> [To do]: Every entry below should be repeated exactly; the pictures should not.

+++ Supplied records +++

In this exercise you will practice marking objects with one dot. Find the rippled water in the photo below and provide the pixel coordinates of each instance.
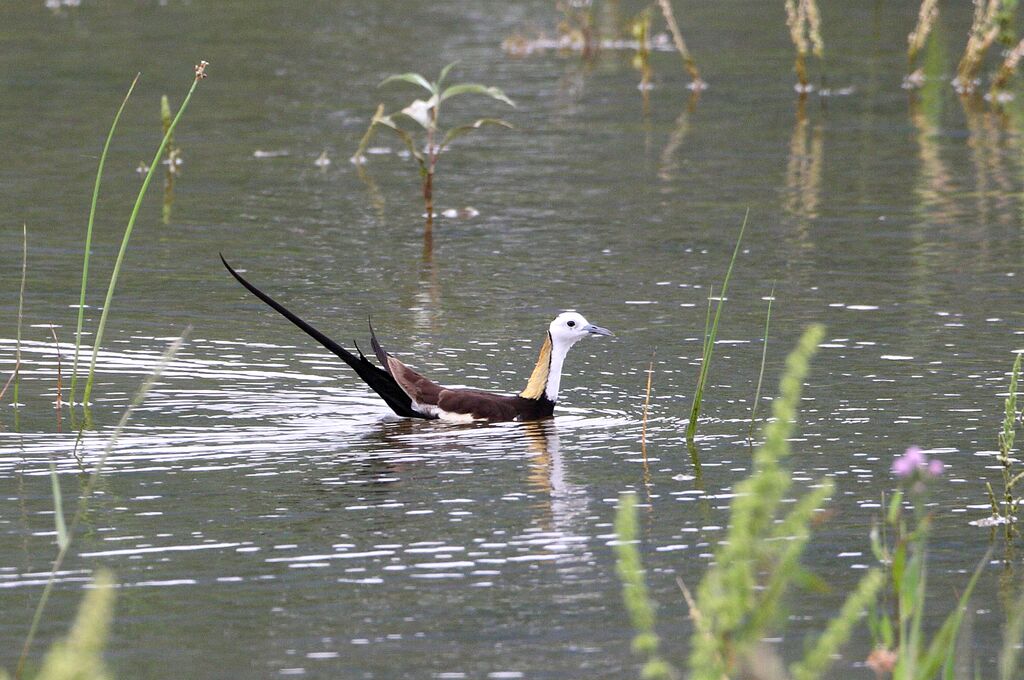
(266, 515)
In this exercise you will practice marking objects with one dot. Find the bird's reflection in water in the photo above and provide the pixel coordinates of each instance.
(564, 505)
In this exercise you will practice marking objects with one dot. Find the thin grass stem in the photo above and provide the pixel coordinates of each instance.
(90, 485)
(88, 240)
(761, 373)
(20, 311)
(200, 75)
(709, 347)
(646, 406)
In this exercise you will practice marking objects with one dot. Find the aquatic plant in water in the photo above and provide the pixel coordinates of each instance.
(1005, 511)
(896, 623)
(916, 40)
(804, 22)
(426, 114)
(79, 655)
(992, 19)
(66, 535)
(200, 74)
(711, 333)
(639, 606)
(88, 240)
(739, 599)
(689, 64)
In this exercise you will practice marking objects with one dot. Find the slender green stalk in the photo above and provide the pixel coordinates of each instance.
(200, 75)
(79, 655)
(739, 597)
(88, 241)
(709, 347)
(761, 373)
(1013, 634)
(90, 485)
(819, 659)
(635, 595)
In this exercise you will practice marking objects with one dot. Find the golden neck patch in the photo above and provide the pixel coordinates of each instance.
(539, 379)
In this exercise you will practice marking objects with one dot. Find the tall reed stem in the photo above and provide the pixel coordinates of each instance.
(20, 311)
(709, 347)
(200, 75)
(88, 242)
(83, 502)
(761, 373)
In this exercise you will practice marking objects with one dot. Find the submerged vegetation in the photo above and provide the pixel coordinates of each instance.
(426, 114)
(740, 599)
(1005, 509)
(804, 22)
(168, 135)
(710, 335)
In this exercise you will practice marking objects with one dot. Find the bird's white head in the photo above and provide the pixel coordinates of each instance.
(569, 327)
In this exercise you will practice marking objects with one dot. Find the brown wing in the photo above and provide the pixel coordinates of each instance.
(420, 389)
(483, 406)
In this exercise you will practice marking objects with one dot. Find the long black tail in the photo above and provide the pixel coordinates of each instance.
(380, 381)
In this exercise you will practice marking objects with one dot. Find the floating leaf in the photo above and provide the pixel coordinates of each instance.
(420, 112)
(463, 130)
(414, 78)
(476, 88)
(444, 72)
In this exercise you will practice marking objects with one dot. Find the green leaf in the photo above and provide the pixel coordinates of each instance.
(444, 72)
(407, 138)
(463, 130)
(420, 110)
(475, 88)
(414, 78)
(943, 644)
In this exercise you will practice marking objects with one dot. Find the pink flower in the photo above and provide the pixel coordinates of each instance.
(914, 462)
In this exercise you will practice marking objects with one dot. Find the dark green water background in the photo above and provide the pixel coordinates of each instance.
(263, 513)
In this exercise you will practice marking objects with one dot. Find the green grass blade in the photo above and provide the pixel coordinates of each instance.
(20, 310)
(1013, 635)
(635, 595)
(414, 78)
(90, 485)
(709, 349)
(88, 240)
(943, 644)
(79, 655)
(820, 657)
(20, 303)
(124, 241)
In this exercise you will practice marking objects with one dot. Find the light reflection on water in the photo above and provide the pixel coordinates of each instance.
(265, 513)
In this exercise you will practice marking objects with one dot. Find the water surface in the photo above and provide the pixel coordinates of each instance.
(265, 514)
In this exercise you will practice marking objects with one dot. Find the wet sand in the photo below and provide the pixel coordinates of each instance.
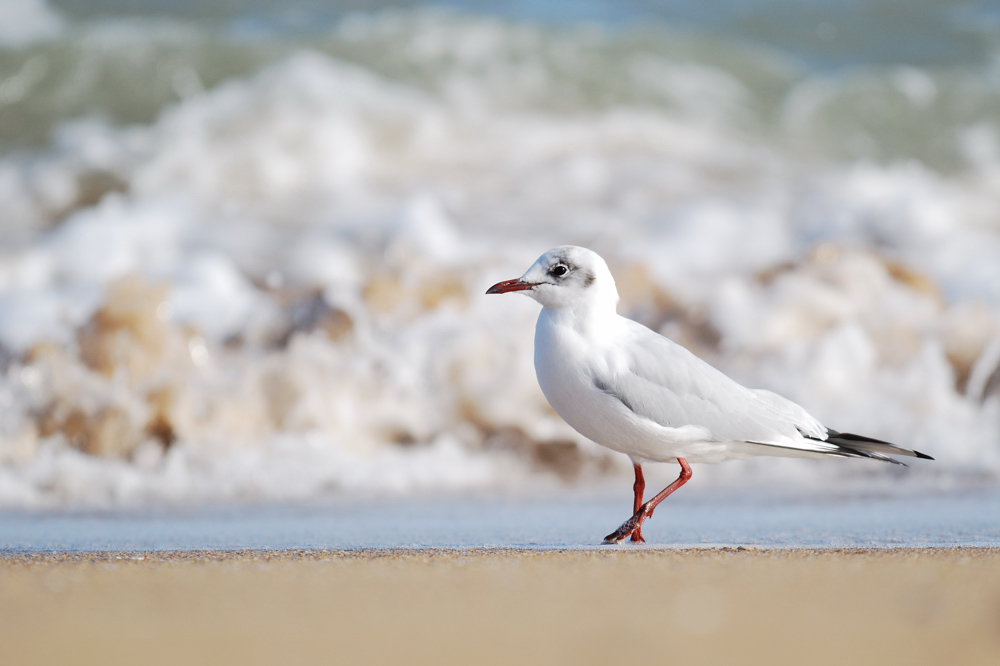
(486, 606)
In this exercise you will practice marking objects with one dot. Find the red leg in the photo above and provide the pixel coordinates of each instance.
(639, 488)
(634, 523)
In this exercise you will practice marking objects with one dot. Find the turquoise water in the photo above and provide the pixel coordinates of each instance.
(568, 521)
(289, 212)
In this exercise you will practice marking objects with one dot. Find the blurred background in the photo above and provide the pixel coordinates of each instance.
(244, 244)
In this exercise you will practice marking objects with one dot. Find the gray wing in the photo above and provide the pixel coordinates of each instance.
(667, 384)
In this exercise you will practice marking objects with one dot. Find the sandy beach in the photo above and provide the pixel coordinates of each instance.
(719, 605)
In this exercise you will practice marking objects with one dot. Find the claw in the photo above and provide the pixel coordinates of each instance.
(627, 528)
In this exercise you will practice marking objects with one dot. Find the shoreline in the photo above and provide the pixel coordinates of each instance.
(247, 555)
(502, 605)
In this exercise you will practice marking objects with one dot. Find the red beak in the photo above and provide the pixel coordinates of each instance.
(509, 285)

+++

> [Your solution]:
In this exercise you will practice marking objects with one dot. Find the rippled water in the photo below and provide the pixel coordinates of each instance.
(266, 515)
In this exercise you will practice marking objects with one dot. Find the bird's reflection in water in the photo above and provide the pixel coordinates of each instance.
(564, 505)
In this exercise you will practice marking objects with one dot. Find the thin grass stem in the photo above and provide the pixel coordinates of each instance.
(90, 485)
(88, 240)
(761, 373)
(20, 311)
(200, 75)
(709, 347)
(646, 406)
In this exercise you will practice marking objects with one dot. Find the aquatic plant in water in the photo above and provide the pixel coordinates of each instance.
(1005, 511)
(896, 623)
(916, 40)
(804, 22)
(426, 114)
(79, 655)
(992, 19)
(66, 535)
(200, 74)
(711, 333)
(639, 606)
(88, 240)
(739, 599)
(689, 64)
In this exercise you will practice marking objects with one dot. Find the slender green stalk in the photo above and provide the pixel coordinates of each instance.
(200, 75)
(79, 655)
(739, 597)
(88, 241)
(709, 347)
(761, 373)
(1013, 634)
(90, 485)
(819, 659)
(635, 595)
In this exercise you will practice marking objects with one dot. Find the golden neck patch in the photo above and provide the pixel coordinates of each instance.
(539, 379)
In this exercise you will practice marking objects with one dot. Find the tall reed stem in the photo above and provide the pixel coordinates of each instance.
(20, 311)
(709, 347)
(200, 75)
(88, 242)
(83, 502)
(761, 373)
In this exercise you will practice marking objects with one dot. Find the submerged vegetation in the photo above and provide the pixel coordinates of each instance.
(426, 114)
(740, 599)
(1005, 509)
(804, 22)
(168, 135)
(710, 335)
In this exercise you will practice marking objects with one dot. Find the bird's white head in the photo above and provide the pixel coordinates of each instance.
(569, 327)
In this exercise you will practice marking objects with one dot. Find the brown wing in the photo above and provide the pixel coordinates of each instance.
(420, 389)
(483, 406)
In this exercise you will practice marking objects with one dot. Find the long black tail in the photo above and provide the pixel coordinates of each instance.
(380, 381)
In this exercise you will practice marking objects with one dot. Find the floating leaf in the photo above and provide the pixel coordinates of each instance.
(420, 112)
(463, 130)
(414, 78)
(476, 88)
(444, 72)
In this exercise you will practice marking objects with one dot. Find the green leaf in the photo above and provide the pixel coordinates of each instance.
(444, 72)
(407, 138)
(463, 130)
(420, 110)
(475, 88)
(414, 78)
(943, 644)
In this exercise you will practice marking objects with one dot. Find the pink flower in the photo above and provide the pixel coordinates of each instance.
(914, 462)
In this exercise you will practice marking objects with one dot. Find the dark green water background in the photo above and provide the pixel coordinates of each instance.
(263, 513)
In this exercise you will practice marking objects with one dot. Find the green grass blade in the photo above and provide the pixel coordinates of each instance.
(20, 310)
(1013, 635)
(635, 595)
(414, 78)
(90, 485)
(709, 349)
(88, 240)
(943, 644)
(79, 655)
(820, 657)
(20, 303)
(124, 241)
In this exercise you will practice marking objects with one dot. Find the light reflection on water in the photo above and provide the pixel coordinates of each instance.
(265, 513)
In this exercise you will practice marking objects with one dot. Find the water surface in the photo above and provide the pixel coordinates of each instance.
(265, 514)
In this exercise you will practice marking objects with one dot. Find the wet sand in the photo below and provide the pixel coordinates of each instance.
(486, 606)
In this exercise you will practice marking objects with one dot. Find the red leg in the photo above and provide the pixel coordinates of each instance.
(639, 488)
(634, 523)
In this exercise you will practice marking objects with one dot. Find the turquoise water in the photo above and provide the pixel coordinates of each instance.
(568, 521)
(289, 212)
In this exercise you will practice marking objects with one dot. Find the blurred background in the photo above and provide the pixel coordinates of each instance.
(244, 244)
In this exercise you will practice marking objects with one dot. Find the gray wing in the photo above and provide the pixel coordinates of each instance.
(667, 384)
In this exercise you will practice marking objects with one dot. Find the sandy beach in the photo above and provide the pixel coordinates of each instance.
(719, 605)
In this exercise you will practice marking objects with one dot. Find the claw in the photo above and provide the pixel coordinates of each instance.
(627, 528)
In this exercise you will practice marking objects with one dot. Find the shoreline in the photo above and provide the pixel coordinates of each instance.
(247, 555)
(502, 605)
In this exercise you will practice marking objects with one dot. Find the red beak in the photo above and provide the pixel coordinates of each instance.
(509, 285)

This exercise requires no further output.